* **DOCUMENT PASSAGE**:

As glimpses into the Canadian short story market, these three collections span a formidable range. Viewed alongside David Arnason’s “best-of” work, the debut collections by Greg Bechtel and Shawn Syms provide evidence of strong talent in the next generation with differing emphases.
There Can Never Be Enough is an apt title for David Arnason’s newest compilation which opens with three new stories followed by selections dating to 1982. The volume is well-crafted in sequencing; themes or images often resonate from one story to the next, creating a fluid yet varied reading experience. As the first Selected Stories of a prolific, well-established prairie writer, however, it seems bereft of accompanying materials; a brief preface, forward, or introduction would particularly benefit readers first wading into Arnason’s waters.

* **REQUIRED WORK**:
Go on with the review of the three Canadian short story collections, starting right after its last sentence.

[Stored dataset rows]
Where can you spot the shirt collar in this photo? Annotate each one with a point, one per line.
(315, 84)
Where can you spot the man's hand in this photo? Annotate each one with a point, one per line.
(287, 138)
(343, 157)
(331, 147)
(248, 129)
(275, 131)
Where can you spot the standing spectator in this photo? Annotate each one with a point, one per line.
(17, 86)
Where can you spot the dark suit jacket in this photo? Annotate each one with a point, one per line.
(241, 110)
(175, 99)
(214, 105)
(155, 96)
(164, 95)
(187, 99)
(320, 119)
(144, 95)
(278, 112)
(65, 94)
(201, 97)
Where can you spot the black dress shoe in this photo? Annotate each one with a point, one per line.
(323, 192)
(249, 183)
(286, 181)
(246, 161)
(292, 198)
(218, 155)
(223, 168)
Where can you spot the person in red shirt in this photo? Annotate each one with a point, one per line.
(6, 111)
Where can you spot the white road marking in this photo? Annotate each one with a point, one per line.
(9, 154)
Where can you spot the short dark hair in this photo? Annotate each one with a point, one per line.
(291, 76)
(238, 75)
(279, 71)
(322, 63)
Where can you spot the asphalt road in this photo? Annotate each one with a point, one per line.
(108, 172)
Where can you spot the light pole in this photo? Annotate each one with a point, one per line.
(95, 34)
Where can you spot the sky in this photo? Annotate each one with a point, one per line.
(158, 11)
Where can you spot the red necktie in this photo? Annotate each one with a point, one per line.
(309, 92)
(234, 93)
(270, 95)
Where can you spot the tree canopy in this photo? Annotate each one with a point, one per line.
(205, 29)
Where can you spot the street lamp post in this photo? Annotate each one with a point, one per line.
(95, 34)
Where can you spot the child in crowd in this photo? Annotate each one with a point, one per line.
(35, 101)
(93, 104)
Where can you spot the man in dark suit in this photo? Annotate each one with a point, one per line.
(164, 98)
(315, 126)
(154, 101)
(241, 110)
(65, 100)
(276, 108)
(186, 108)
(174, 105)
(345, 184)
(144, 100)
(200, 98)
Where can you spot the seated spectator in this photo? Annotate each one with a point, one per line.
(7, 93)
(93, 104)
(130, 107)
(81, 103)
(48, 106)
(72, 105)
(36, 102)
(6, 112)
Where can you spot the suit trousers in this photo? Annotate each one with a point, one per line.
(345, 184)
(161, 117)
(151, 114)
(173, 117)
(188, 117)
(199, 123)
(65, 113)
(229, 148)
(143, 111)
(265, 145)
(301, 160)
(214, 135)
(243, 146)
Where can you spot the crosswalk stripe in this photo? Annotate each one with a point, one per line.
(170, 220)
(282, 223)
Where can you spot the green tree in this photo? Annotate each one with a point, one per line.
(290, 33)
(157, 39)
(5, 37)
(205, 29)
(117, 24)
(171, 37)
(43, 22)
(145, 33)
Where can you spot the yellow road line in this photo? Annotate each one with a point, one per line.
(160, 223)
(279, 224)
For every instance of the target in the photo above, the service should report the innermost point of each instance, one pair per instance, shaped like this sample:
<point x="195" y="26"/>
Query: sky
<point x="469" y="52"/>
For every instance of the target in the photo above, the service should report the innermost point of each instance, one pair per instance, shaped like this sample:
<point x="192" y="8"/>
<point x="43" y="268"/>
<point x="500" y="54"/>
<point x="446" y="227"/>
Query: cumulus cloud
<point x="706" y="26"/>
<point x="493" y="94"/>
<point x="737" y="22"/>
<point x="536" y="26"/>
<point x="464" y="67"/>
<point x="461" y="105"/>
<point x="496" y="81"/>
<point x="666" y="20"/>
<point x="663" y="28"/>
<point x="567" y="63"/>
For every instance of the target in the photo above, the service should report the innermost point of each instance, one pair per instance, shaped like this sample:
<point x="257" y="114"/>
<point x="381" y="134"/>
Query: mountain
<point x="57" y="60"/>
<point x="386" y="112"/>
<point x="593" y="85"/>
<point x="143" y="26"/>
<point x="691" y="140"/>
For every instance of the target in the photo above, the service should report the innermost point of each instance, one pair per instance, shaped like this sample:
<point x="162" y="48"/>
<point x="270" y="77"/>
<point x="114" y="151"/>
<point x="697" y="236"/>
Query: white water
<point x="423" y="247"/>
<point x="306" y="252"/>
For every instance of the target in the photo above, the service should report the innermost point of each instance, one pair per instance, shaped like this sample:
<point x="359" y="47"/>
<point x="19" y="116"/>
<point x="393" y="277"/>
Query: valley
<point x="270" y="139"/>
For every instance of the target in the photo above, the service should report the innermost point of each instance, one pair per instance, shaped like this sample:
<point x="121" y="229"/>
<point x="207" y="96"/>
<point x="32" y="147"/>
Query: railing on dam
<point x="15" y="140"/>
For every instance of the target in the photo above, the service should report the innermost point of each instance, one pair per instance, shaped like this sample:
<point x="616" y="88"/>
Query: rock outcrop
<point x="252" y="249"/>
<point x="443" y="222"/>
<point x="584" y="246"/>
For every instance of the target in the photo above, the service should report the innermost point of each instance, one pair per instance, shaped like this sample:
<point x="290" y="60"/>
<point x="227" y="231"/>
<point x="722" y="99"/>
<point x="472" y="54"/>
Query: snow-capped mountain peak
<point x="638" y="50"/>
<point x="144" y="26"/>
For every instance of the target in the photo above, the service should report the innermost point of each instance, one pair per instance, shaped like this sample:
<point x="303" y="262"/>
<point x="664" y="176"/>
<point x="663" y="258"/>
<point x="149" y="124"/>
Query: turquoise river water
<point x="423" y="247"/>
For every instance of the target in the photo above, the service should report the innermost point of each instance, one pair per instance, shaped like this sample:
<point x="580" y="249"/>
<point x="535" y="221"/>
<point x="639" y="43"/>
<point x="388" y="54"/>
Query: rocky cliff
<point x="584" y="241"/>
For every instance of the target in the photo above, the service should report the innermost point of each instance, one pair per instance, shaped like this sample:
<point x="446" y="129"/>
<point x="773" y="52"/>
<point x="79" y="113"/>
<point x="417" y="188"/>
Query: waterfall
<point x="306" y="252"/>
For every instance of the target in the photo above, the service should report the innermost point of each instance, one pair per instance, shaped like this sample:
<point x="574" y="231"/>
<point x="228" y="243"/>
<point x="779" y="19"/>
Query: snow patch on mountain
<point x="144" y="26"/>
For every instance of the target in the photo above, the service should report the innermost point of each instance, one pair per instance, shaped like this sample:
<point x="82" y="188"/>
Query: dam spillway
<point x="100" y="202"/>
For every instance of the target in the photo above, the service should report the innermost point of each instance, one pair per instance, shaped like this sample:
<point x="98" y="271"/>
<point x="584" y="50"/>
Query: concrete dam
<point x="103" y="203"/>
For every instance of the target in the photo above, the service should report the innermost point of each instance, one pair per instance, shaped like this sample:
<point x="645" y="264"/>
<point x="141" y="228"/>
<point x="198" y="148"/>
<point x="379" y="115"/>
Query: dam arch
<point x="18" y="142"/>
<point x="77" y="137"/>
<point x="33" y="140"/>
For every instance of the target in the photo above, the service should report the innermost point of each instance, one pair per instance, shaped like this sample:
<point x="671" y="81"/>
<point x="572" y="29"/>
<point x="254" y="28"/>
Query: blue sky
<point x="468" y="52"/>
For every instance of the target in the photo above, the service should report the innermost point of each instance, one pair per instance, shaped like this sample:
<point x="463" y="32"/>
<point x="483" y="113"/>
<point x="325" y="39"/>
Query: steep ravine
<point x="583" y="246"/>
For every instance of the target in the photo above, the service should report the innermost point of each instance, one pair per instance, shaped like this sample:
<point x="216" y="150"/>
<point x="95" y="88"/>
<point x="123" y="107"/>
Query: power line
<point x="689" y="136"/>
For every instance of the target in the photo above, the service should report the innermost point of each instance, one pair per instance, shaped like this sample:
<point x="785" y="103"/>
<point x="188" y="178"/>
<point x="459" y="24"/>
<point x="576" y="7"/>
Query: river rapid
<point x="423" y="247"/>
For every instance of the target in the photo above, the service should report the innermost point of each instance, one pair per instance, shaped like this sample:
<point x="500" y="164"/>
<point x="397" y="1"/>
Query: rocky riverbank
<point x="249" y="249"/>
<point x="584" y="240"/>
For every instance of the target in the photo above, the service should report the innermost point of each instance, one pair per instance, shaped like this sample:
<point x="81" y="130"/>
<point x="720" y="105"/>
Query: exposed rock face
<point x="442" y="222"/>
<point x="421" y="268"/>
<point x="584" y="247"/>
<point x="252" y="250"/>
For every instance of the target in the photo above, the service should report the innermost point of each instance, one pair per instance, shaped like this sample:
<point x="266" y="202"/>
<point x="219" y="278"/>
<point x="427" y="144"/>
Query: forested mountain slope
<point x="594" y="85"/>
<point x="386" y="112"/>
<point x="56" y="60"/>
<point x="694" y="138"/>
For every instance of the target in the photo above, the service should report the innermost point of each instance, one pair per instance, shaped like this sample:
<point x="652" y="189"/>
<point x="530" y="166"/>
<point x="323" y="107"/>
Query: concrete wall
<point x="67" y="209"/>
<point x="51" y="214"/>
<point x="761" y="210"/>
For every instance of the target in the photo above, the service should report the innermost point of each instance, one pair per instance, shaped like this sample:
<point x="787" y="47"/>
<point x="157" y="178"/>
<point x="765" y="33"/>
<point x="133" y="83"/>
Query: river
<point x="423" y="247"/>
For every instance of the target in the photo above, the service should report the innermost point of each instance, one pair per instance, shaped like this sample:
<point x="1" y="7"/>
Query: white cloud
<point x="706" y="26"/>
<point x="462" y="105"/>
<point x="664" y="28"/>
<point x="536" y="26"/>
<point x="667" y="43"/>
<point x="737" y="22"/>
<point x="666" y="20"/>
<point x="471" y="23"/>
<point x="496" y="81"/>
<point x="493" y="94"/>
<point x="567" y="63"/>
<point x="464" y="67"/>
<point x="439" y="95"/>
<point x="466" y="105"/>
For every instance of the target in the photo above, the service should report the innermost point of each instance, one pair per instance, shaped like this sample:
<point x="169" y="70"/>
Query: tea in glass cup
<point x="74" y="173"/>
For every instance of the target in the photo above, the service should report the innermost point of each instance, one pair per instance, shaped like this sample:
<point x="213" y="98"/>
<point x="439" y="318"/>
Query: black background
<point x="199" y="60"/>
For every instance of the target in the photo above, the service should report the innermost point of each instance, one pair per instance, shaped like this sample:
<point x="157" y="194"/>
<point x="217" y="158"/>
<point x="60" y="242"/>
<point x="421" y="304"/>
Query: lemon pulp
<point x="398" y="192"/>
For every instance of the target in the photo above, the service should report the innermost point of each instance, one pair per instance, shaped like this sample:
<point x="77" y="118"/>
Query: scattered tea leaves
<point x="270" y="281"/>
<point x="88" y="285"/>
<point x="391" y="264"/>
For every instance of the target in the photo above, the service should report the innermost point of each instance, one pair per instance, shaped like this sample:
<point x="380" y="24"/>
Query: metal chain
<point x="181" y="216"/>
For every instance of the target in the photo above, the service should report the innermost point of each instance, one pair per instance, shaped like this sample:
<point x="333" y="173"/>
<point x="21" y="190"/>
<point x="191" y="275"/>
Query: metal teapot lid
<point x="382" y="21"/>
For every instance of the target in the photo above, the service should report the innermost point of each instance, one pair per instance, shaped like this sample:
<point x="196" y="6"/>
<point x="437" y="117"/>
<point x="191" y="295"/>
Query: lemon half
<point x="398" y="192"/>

* **TASK RESPONSE**:
Containing thirty-three stories (or eighty-three if itemizing “Fifty Stories and a Piece of Advice”), the collection packs a staggering range and demonstrates Arnason’s trademark style. Over half of the titles create an illusion of anonymity, undercutting flat labels by developing well-defined characters who remain nameless: “The Figure Skater,” “The Girl of Milk and Blood,” “The Cowboy: A Tale of the Old West.” With rare exception, the diverse stories are beautifully crafted with skilful conclusions. Arnason blends history, fantasy, fable, Canadiana, culture, and geography in admirably compressed space. In lively metafictive or textual interplay, readers are directly addressed, Dostoevsky’s characters emerge in “The Circus Performers’ Bar,” and contemporary retellings of folk or fairy tales boldly question cultural values and obsessions. Dipping into small towns, global travels, friendships, and (male dominated) gender politics, this is a volume equally amenable to leafing through or perusing cover-to-cover.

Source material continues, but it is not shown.